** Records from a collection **
● ● ● ●

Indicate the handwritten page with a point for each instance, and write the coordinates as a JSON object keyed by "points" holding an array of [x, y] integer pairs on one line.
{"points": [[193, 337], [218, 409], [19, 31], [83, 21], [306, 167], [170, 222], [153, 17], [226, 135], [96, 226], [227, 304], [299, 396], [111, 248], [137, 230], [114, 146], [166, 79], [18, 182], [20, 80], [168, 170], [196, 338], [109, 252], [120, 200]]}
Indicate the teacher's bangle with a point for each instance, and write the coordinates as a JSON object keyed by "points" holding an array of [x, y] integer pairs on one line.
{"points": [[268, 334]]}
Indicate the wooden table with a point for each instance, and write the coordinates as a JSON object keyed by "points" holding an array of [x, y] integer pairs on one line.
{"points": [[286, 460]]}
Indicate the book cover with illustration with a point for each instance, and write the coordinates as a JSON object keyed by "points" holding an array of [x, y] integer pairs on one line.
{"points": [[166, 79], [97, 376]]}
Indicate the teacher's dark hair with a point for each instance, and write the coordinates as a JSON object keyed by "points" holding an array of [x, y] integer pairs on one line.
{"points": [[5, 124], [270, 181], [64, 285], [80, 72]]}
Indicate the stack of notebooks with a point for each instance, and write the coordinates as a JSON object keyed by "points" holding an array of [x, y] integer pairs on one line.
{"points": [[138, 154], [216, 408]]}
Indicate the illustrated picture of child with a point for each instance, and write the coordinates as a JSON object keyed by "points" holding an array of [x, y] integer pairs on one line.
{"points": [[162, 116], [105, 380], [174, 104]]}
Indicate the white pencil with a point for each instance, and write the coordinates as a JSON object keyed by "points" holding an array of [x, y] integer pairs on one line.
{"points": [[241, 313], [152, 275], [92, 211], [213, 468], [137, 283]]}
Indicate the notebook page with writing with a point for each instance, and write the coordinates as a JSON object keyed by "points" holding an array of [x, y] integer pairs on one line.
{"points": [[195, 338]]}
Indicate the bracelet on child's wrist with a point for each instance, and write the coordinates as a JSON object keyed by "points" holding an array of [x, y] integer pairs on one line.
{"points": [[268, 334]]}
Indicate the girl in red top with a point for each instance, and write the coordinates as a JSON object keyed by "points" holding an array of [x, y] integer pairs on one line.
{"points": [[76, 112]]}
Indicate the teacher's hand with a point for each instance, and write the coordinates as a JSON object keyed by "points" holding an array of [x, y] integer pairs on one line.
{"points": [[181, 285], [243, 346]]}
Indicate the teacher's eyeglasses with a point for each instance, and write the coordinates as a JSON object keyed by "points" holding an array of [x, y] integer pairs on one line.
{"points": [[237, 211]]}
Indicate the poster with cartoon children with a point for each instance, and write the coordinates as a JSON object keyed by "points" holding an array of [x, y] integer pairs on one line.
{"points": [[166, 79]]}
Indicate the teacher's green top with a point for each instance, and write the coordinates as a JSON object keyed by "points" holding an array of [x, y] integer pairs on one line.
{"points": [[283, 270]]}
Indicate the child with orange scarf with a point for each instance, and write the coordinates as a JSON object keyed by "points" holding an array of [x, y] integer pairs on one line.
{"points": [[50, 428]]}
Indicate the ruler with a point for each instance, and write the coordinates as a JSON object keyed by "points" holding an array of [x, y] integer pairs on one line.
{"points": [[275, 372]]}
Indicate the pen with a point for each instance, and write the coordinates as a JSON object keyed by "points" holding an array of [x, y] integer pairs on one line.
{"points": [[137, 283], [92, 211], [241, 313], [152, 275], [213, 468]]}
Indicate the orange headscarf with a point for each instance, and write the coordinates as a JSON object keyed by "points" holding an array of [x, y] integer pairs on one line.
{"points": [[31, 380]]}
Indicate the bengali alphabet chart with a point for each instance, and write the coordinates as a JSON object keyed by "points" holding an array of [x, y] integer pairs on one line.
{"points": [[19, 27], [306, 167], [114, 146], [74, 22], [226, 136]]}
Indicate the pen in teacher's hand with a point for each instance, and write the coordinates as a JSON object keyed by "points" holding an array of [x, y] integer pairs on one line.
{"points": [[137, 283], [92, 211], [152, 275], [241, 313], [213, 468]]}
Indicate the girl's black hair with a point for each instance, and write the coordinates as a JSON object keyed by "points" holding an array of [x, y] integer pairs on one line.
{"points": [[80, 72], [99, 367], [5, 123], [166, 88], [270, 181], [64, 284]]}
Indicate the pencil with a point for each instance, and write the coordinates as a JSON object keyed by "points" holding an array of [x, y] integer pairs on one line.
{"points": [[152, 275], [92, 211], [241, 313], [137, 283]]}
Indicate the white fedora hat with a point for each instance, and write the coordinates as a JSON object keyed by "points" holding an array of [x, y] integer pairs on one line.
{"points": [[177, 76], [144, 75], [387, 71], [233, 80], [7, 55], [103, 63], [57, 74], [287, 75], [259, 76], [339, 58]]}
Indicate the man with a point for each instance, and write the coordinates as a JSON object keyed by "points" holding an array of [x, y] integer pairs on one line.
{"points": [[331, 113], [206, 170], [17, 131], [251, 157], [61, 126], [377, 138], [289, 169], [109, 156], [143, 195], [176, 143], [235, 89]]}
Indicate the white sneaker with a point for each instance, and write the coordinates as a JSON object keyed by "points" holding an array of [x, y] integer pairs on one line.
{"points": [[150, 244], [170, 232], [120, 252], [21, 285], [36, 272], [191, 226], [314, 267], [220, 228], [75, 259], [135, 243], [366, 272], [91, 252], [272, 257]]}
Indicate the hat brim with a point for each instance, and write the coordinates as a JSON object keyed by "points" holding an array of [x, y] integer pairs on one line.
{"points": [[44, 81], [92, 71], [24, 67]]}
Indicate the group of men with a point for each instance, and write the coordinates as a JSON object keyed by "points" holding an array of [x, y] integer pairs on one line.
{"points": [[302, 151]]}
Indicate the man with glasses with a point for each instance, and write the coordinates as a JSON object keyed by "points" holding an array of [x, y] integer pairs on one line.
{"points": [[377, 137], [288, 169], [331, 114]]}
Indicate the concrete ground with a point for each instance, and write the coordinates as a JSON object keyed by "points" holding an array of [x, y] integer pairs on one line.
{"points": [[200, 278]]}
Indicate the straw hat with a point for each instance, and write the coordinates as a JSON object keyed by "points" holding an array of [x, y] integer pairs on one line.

● ● ● ●

Every entry should be printed again exactly as it stands.

** Answer for the task **
Indicate the handwritten page with a point for each instance, and write the coordinates as a JSON object keyed by "points" holding an array of [x, y] integer pairs on one line.
{"points": [[193, 337], [218, 409], [19, 31], [83, 21], [306, 167], [170, 222], [153, 17], [226, 135], [96, 226], [227, 304], [299, 396], [111, 248], [137, 230], [114, 146], [166, 79], [18, 182], [20, 80], [168, 170], [196, 338], [109, 252], [120, 200]]}
Indicate the teacher's bangle with a point for each instance, and write the coordinates as a JSON object keyed by "points" holding an array of [x, y] integer pairs on one line.
{"points": [[268, 334]]}
Indicate the wooden table with a point for each instance, and write the coordinates as a JSON object keyed by "points" holding an array of [x, y] integer pairs on one line.
{"points": [[286, 460]]}
Indicate the book cover with illustration with a point for each instance, and write the coordinates as a JSON object keyed by "points" holding an array of [x, y] integer pairs on one line.
{"points": [[166, 79], [97, 376]]}
Indicate the teacher's dark hair with a point for each instance, and write the coordinates as a JSON object keyed by "points" holding an array of [x, y] integer pairs on one line.
{"points": [[5, 124], [270, 181], [64, 285], [80, 72]]}
Indicate the stack of notebooks with a point for each instance, and write the coordinates as a JSON object keyed by "points" holding an array of [x, y] integer pairs on one line.
{"points": [[138, 154], [216, 408]]}
Indicate the illustrated picture of child with a point for each instance, and write the coordinates as a JSON object keyed by "points" holding an array of [x, y] integer pairs on one line.
{"points": [[162, 116], [105, 380], [174, 104]]}
Indicate the white pencil with a point for each instance, and write the coordinates as a JSON object keyed by "points" holding an array of [x, y] integer pairs on one line.
{"points": [[241, 313], [152, 275], [92, 211], [213, 468], [137, 283]]}
Indicate the notebook page with writing with a point for each instance, and write the coordinates as a JSON object keyed by "points" holding an array of [x, y] integer pairs on one line.
{"points": [[195, 338]]}
Indicate the bracelet on child's wrist with a point for each instance, and write the coordinates as a JSON object keyed by "points" holding an array of [x, y] integer pairs on one line.
{"points": [[268, 334]]}
Indicate the girl in red top with a point for each instance, and write the coordinates as a JSON object keyed by "points" holding an array of [x, y] integer pairs on one line.
{"points": [[76, 112]]}
Indicate the teacher's hand with a point for each instance, and write the coordinates as a JSON object keyed by "points" holding an array of [x, y] integer pairs on one line.
{"points": [[181, 285], [243, 346]]}
Indicate the teacher's eyeglasses with a point for each instance, and write the coordinates as a JSON object keyed by "points" holding an array of [x, y] integer pairs on one line.
{"points": [[237, 211]]}
Indicate the poster with cartoon children with a point for each instance, and write the coordinates as a JSON object keyed by "points" holding an array of [x, y] integer pairs on one line.
{"points": [[166, 79]]}
Indicate the teacher's green top with a point for each instance, and write the coordinates as a JSON object keyed by "points" holding an array of [x, y] integer pairs on one line.
{"points": [[283, 270]]}
Indicate the child with orange scarf with a point for each instance, and write the coordinates as a JSON object keyed by "points" holding an array of [x, y] integer pairs on one line.
{"points": [[50, 428]]}
Indicate the ruler with a point for each instance, and write the coordinates as a JSON object keyed by "points" holding an array of [x, y] integer pairs on one line.
{"points": [[275, 372]]}
Indicate the pen with a point for each instance, and write the coordinates as a JSON object keyed by "points" holding an array of [x, y] integer pairs on one line.
{"points": [[137, 283], [92, 211], [241, 313], [152, 275], [213, 468]]}
Indicate the orange headscarf with a point for each instance, and write the coordinates as a JSON object keyed by "points" holding an array of [x, y] integer pairs on one line.
{"points": [[31, 380]]}
Indicate the bengali alphabet chart with a point for each instance, and write the coordinates as a JSON object keyed by "points" holding an array of [x, y] integer pairs on one line.
{"points": [[19, 27], [306, 167], [114, 146], [74, 22], [226, 136]]}
Indicate the pen in teacher's hand with a point for each instance, and write the coordinates as a JSON object keyed by "points" holding an array of [x, y] integer pairs on one line.
{"points": [[137, 283], [92, 211], [152, 275], [241, 313], [213, 468]]}
Indicate the girl's black hair with a point for each instance, and write the coordinates as a JSON object keyed by "points" holding an array of [x, y] integer pairs on one line.
{"points": [[80, 72], [99, 367], [5, 123], [166, 88], [270, 181], [64, 284]]}
Indicate the pencil with a point for each instance, and write the coordinates as a JSON object keyed by "points" holding an array of [x, y] integer pairs on one line.
{"points": [[152, 275], [92, 211], [241, 313], [137, 283]]}
Indicate the white fedora hat with a point for each instance, and write the coordinates as a JSON object keyed by "points" holding an array of [x, y] integer pairs on one line.
{"points": [[177, 76], [144, 75], [387, 71], [233, 80], [7, 55], [103, 63], [57, 74], [287, 75], [259, 76], [339, 58]]}
Indicate the man with a point for each instance, and write the coordinates as a JSON object keyed by "points" holding an array of [x, y] integer pairs on one line.
{"points": [[331, 113], [206, 170], [17, 131], [251, 157], [61, 126], [377, 138], [289, 169], [109, 156], [143, 195], [176, 143], [235, 89]]}
Indicate the white sneaker with a point for each instance, and write the coordinates as a JSON object keyed by "points" holding an array of [x, y] integer pairs on one line.
{"points": [[150, 244], [170, 232], [120, 252], [21, 285], [36, 272], [191, 226], [314, 267], [220, 228], [75, 259], [135, 243], [366, 272], [91, 252], [272, 257]]}
Indicate the hat brim with a point for each instance, and write the coordinates as a JSON object keyed by "points" holding an array of [x, y] integer pairs on one line.
{"points": [[44, 81], [92, 71], [24, 67]]}
Indicate the group of men with a point for each instance, and write the coordinates as a JSON object keyed by "points" holding an array of [x, y] integer pairs on one line.
{"points": [[302, 151]]}
Indicate the man with glasses with a point for each instance, and write the coordinates as a JSON object keyed by "points" holding an array of [x, y] integer pairs on one line.
{"points": [[377, 137], [288, 169], [331, 114]]}
Indicate the concrete ground with a point for each instance, and write the coordinates as a JSON object keyed by "points" holding an array of [x, y] integer pairs on one line.
{"points": [[200, 278]]}
Indicate the straw hat with a point for each instance, and write the coordinates as a JSON object keyed by "points" holding an array of [x, y] integer pairs on one line.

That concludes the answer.